WHAT YOU HAVE TO DO:
Write out every line of the records below verbatim, omitting the pictures from your answer.

— START DATA FOR THE TASK —

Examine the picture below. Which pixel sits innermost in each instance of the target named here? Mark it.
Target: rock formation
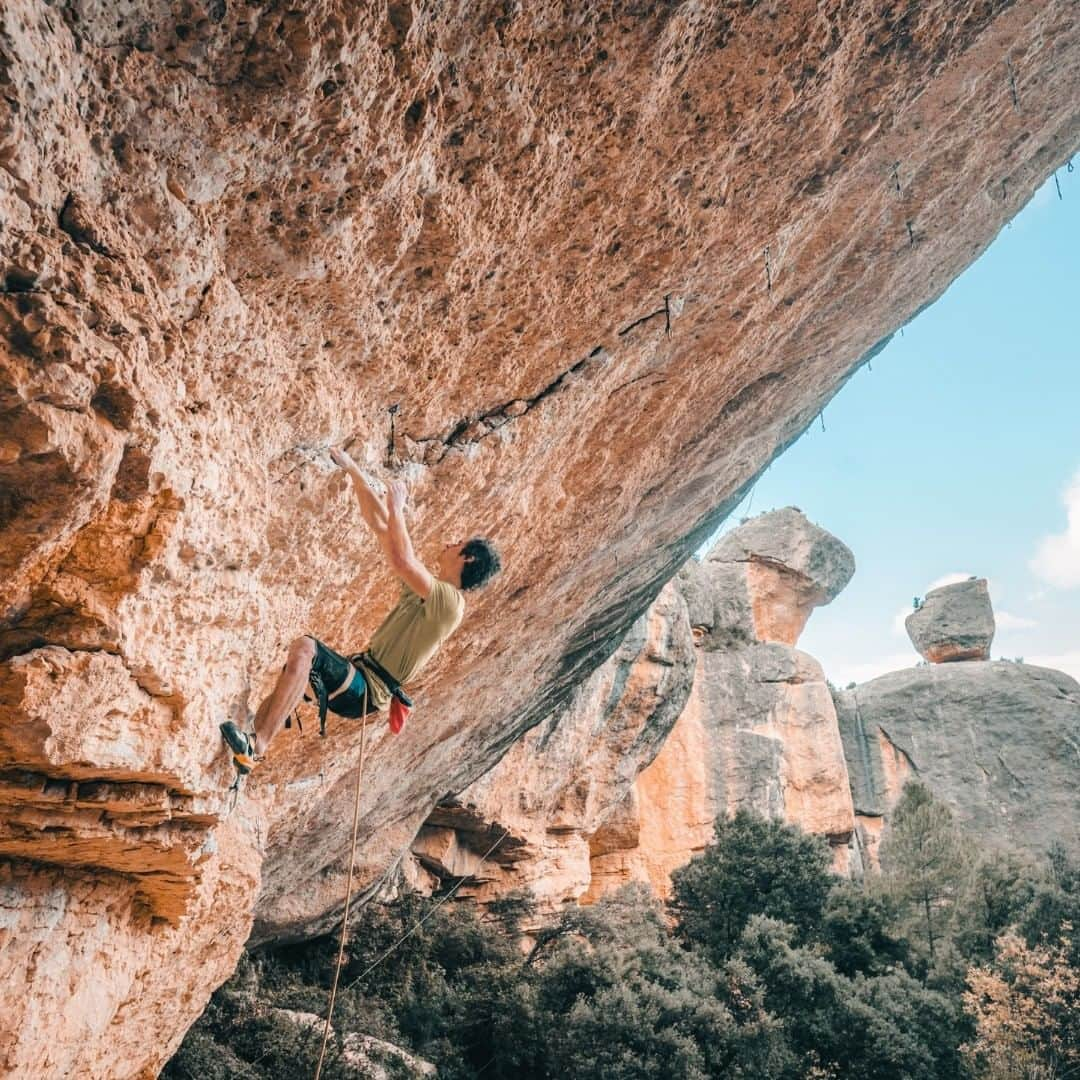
(998, 741)
(608, 264)
(555, 791)
(954, 622)
(585, 800)
(772, 739)
(766, 577)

— END DATA FOR THE TASK —

SOLUTION:
Examine the picture below. Which pixel sits innermost in each instance of the target named here? Mark it.
Target: rock formation
(998, 741)
(608, 264)
(555, 791)
(954, 622)
(585, 800)
(772, 739)
(766, 577)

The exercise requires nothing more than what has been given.